What is being asked ::
Restate every record exactly as it is written, while omitting the pictures it holds.

Supplied data ::
- - - -

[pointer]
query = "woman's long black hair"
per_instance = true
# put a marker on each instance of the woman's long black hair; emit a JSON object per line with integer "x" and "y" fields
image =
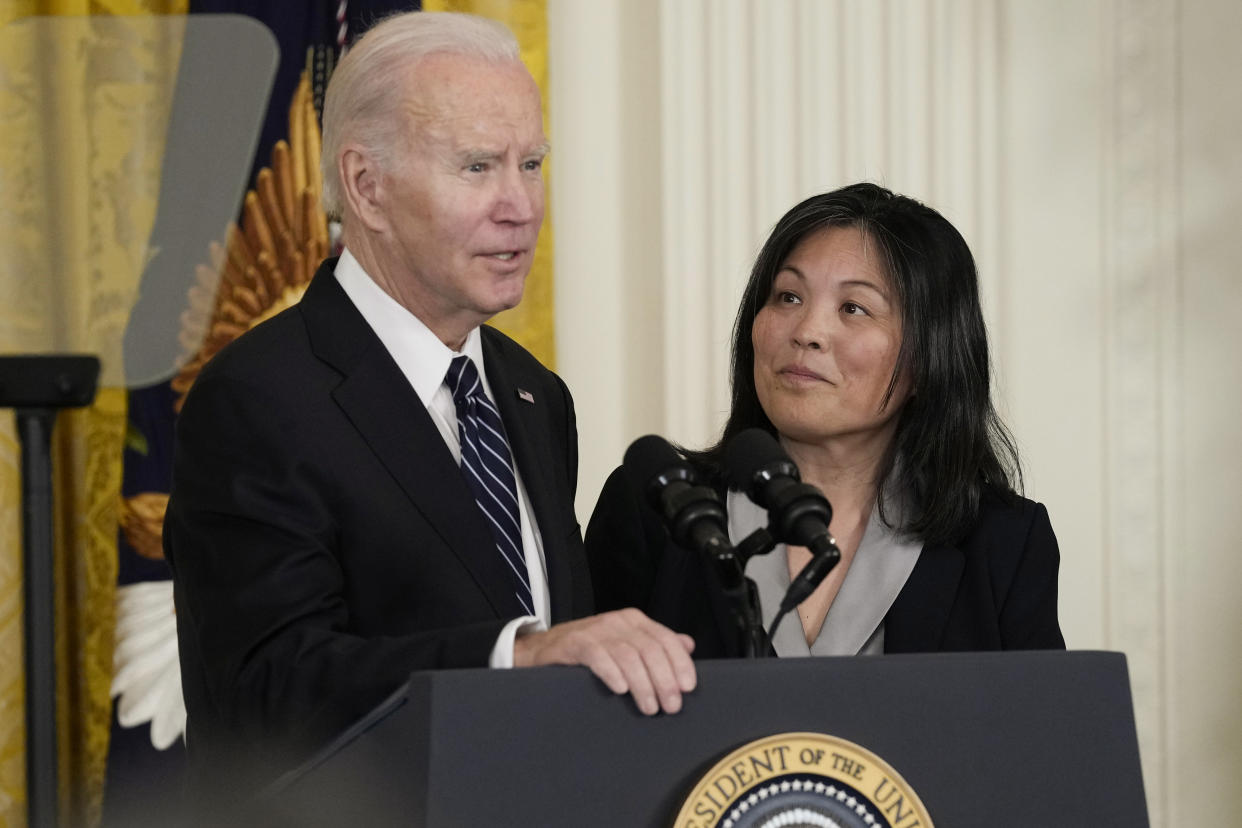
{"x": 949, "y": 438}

- - - -

Solution below ::
[pointer]
query = "woman's long black hair"
per_instance = true
# put a marker on each instance of the woman's long black hair; emit a JSON object per line with integer "x" and "y" fields
image =
{"x": 949, "y": 438}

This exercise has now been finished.